SELECTED TEXT

*** Begin section ***

Greenidge had been on a murderous rampage that summer. He killed a 17-year-old boy and dumped his body in Markham, just north of Toronto. He also attacked a 21-year-old and left him to die in a field north of Barrie, Ontario. But that intended victim survived and identified Greenridge as his attacker and also the car he was driving: a light-colored Corvair.
From the beginning of their investigation the OPP believed all four crimes, the Markham murder, the attempted murder of the young man dumped near Barrie, and the two unidentified skeletons found near Schomberg and Coboconk could be the work of a serial killer whose hunting ground was downtown Toronto. But police couldn't find the crucial link that would allow them to investigate that theory until they identified Dickie Hovey and found the witnesses who saw him get into the Corvair.
W-FIVE has also learned there is a third unsolved murder that is also being investigated with Greenidge as a possible suspect. In 1980, another male was found dumped in the woods along a secluded road in the town of Markham. Similar in stature to the 1960s victims, he was also found bound, but this time police found a red and pink high-heeled shoe, a powder pack and jeans; ladies clothing that lead police to believe the victim may have been a cross-dresser. Decomposition of the remains suggested he could have been killed three years earlier.
Greenidge was charged with manslaughter and attempted murder in 1967 and sentenced to ten years in prison. He was in jail from 1968 until 1977, when he was transferred to a minimum-security facility and allowed passes to spend weekends out of prison.
Checking parole records, York Regional Police Detective Doug Clarke, who is investigating the Markham case, discovered that Greenridge was free on about a dozen unescorted weekend passes between 1977 and 1978, the same time when police believe the later Markham victim was murdered. Greenridge's alibi was that he was in downtown Toronto visiting a friend while on his unescorted passes. Yet, when police interviewed his friend, he stated that Greenridge had only visited once.
Parole denied
One murder and an attempted murder, for which James Greenridge was convicted, and three unsolved homicides - and all the victims were found in the farm belt north of Toronto. Police theorize these crimes are linked and could be the work of a serial killer.

*** End section ***

AVAILABLE DATA

*** Begin section ***

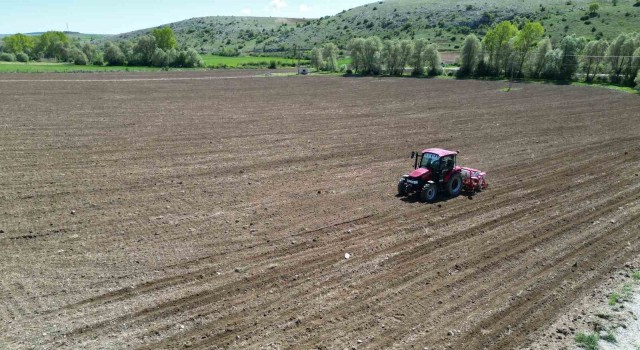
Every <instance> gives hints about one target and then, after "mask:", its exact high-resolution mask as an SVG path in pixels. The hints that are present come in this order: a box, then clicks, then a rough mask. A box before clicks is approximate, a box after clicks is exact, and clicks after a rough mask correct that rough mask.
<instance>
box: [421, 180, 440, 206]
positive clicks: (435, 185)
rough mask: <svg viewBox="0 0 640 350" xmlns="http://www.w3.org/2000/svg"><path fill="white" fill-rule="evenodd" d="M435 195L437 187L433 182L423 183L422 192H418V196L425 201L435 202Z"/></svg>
mask: <svg viewBox="0 0 640 350" xmlns="http://www.w3.org/2000/svg"><path fill="white" fill-rule="evenodd" d="M437 196H438V187H437V186H436V185H435V184H426V185H424V187H423V188H422V192H420V198H421V199H422V200H423V201H425V202H427V203H433V202H435V201H436V197H437Z"/></svg>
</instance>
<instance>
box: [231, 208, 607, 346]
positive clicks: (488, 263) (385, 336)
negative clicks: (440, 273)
mask: <svg viewBox="0 0 640 350" xmlns="http://www.w3.org/2000/svg"><path fill="white" fill-rule="evenodd" d="M617 205H619V203H614V204H613V205H612V206H617ZM610 208H612V207H610ZM598 214H601V213H598ZM576 215H580V213H577V214H576ZM594 215H596V216H597V214H594ZM588 220H589V219H586V221H588ZM568 225H571V224H568ZM557 232H562V229H560V230H556V231H554V232H552V233H547V234H546V235H545V236H541V237H540V239H539V240H538V241H544V240H545V239H547V238H549V237H553V236H555V235H556V234H557ZM536 243H537V242H533V243H530V242H526V244H527V245H529V246H533V245H535V244H536ZM522 245H524V243H521V244H518V245H517V246H516V248H514V250H516V251H517V253H519V254H521V253H522V252H524V251H526V250H527V249H528V248H529V246H526V247H524V248H523V247H522ZM445 247H446V246H445ZM508 247H509V246H508ZM419 250H420V251H422V250H423V249H419ZM425 250H426V251H427V252H430V250H429V249H425ZM481 255H482V254H480V256H477V260H478V261H482V260H483V258H484V256H481ZM498 262H499V260H498ZM474 263H475V262H474V261H465V263H464V265H474ZM498 265H499V264H498V263H497V262H495V261H489V262H488V263H487V266H498ZM402 266H407V267H408V270H411V269H414V267H413V266H415V265H414V264H413V263H412V262H409V263H407V262H404V264H403V265H402ZM487 266H482V267H480V268H479V269H480V270H485V269H486V268H487ZM439 272H440V271H438V273H439ZM393 274H399V275H403V274H402V271H393ZM384 277H385V276H376V279H382V280H385V278H384ZM454 282H455V281H454ZM404 283H405V281H404V280H402V281H399V282H398V284H404ZM446 283H451V281H447V282H446ZM364 284H365V285H366V284H367V283H364ZM385 289H394V286H393V285H392V286H388V285H385V288H383V289H382V290H385ZM294 297H295V296H294ZM374 297H376V298H379V299H382V298H383V297H381V296H379V295H376V294H374V296H372V297H371V298H374ZM366 298H367V296H363V297H360V298H359V299H365V300H366ZM396 302H398V301H396ZM336 309H340V313H339V314H338V315H335V316H333V317H335V318H337V319H341V318H346V315H348V314H362V313H363V311H364V310H353V309H349V308H347V309H346V310H345V308H344V306H343V305H342V306H338V307H336ZM325 312H326V310H325ZM328 314H331V315H334V312H328ZM223 323H225V322H223ZM323 333H325V334H333V332H332V330H328V331H325V332H323ZM384 338H387V337H386V336H385V337H384ZM221 343H223V342H221ZM317 343H320V344H322V343H323V341H319V342H317ZM304 344H305V346H312V345H313V344H314V342H311V343H304ZM378 345H379V344H378ZM378 345H376V346H374V348H378V347H379V346H378ZM386 345H388V344H386ZM382 347H386V346H382Z"/></svg>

*** End section ***

WORK ORDER
Continue the news article above about the unsolved murders north of Toronto, starting after its last sentence.

EXERCISE RESULT
The man they most suspect, James Greenidge, is back in prison, a place he has spent most of his adult life. He is now serving a life sentence for the 1981 rape and murder of a 24-year-old Vancouver woman, Elizabeth Fells. It is Greenridge's second conviction for murder, but he could be free again. His current conviction allowed him to seek parole after 25 years and that has police worried.
Detective Clarke considers Greenridge a dangerous offender and argues that he should never be released, but concedes: "That'll be up to the Parole Board."
In its first review of Greenridge's sentence, the Parole Board decision obtained by W-FIVE, noted a lifelong pattern of violent crime: "You have a lengthy history of sexually related violence which started when you were merely 16 ... You have offended against males females ... one 13-year-old boy and a 15-year-old girl. Your violence has escalated with every offence," said the decision, which rejected his application. But the violent killer is free to apply again.
Meantime, the Ontario Police believe a sadistic killer may be getting away with murder. They are desperate for clues that could be the key to three unsolved homicides in Ontario and are once again appealing to the public for any information. They hope new clues will not only help them solve those killings, but may help identify the two young men whose skeletal remains are stored in the morgue, bringing closure to families, like Dickie Hovey's, who are still wondering what happened to their loved ones after many decades.